Noella Alexander-Young

analyst
#3

Thank you very much, Alistair, for the presentation. We'll now take some questions. The first question is, can you give an update on Mercedes and Cerro Moro Mines? There is possibility on future life of mine expansion on surface included in the royalties -- or will we cease to see ounces pulling from them in the near term?

Alistair Baker

executive
#4

Those are both relatively small assets in our portfolio. So I can't really offer too much in terms of detail because to be completely honest with you, I don't -- haven't focused on those that much. We've been more focused on the bigger value drivers for the portfolio. Mercedes and Cerro Moro are pretty small when it comes to the revenue potential and the growth potential -- the 1 thing we did do with the Sandstorm transactions, we restructured our investment at Mercedes. If you remember, that was owned by Bear Creek. Sandstorm had a number of equity and debt investments at Bear Creek, which we streamlined -- and we now have -- we had a stream of Mercedes. We now have a royalty, which we think puts the asset in a better position to be able to extend its production profile because it will be less of a burden on the asset. So I think that's really all I can offer at this point. Obviously, any asset that's in the portfolio regardless of whether it's big or small, it does have optionality associated with it. And I think those 2 assets are probably ones that will -- you'll likely see some additional growth for them over the longer term. But really to our accounts, they are relatively small, just given the size of the investment for us.

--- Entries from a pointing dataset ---
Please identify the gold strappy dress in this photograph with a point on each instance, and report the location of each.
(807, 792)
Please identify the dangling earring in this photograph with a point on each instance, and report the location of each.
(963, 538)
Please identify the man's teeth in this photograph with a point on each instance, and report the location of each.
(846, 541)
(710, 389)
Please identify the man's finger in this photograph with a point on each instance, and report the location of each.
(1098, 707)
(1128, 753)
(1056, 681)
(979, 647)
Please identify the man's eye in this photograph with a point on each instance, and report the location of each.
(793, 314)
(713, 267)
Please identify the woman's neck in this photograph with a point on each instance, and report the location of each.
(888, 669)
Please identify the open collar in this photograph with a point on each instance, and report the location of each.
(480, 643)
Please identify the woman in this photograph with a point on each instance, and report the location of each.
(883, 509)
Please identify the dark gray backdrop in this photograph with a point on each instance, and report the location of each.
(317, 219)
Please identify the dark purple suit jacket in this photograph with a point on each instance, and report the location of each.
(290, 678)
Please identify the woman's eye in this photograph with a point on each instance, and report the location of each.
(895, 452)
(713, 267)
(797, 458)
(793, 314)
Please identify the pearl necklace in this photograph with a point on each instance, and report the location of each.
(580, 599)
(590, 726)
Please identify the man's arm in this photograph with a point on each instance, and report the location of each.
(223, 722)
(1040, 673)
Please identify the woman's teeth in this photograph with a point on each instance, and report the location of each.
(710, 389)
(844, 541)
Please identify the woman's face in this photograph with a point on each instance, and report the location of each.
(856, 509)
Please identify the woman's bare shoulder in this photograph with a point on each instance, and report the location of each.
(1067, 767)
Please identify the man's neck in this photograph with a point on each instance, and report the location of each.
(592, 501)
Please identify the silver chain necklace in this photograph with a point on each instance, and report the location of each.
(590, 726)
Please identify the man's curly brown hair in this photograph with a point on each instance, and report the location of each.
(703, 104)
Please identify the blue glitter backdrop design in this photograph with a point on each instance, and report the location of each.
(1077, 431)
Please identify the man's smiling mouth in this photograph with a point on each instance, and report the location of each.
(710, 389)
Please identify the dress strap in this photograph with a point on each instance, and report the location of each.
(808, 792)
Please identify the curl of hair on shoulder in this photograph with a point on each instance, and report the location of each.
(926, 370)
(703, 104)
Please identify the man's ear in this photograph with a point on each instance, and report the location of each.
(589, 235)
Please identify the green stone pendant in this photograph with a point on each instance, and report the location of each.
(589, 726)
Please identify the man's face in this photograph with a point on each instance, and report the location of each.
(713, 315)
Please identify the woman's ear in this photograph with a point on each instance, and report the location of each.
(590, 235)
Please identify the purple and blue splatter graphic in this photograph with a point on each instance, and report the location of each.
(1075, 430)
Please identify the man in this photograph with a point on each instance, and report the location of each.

--- Tasks to perform ---
a) Condense the paragraph of the call transcript that starts "Those are both relatively small assets" into a short bulleted list that keeps its main facts.
b) Continue the call transcript past its last sentence.

--- Results in order ---
a)
- Mercedes and Cerro Moro are relatively small assets in the portfolio, with limited revenue and growth potential, so little detail can be offered on them.
- The focus has been on the portfolio's bigger value drivers.
- As part of the Sandstorm transactions, the investment at Mercedes was restructured. Mercedes had been owned by Bear Creek, where Sandstorm held several equity and debt investments that were streamlined.
- The former stream on Mercedes is now a royalty. That is expected to be less of a burden on the asset and to put it in a better position to extend its production profile.
- Every asset, big or small, carries optionality, and both assets will likely see some additional growth over the longer term.
- Given the size of the investment, both remain relatively small to the company's accounts.

b)
Noella Alexander-Young

analyst
#5

Your next question, if Seabridge finds the JV for KSM, taking into consideration the big CapEx it will require, are you willing to increase the royalty if a possibility arises, how probable do you see it?

Alistair Baker

executive
#6

Well, Seabridge is something we're cash on that we're very excited about. We have these options in our portfolio right now to -- for very low dollars to be able to receive NSR royalties. And I think if they're able to find a joint venture partner, then that unlocks the development of the asset. I think those options can be worth a tremendous amount. So we'll have to see. I mean we've heard a lot of speculation about a joint venture partner there, and we'll have to see what happens. But -- we are obviously quite pleased to have those in the portfolio and they could add some significant value. Now if there's an opportunity for us to make additional investments there, I think, would always be open to having a conversation with the operator to see what they need and see if it makes sense and lines up with our criteria. One of the best places for us to get new business opportunities as for people who we have relationships with. And because they're in our portfolio. We've got that relationship with Seabridge as a counterparty, then I think it would be natural for us to think about opportunities to create new business development opportunities at that asset. But I think there's a lot that needs to happen before I can say with any certainty, but certainly, we would try and have that conversation if it looked more funding, yes.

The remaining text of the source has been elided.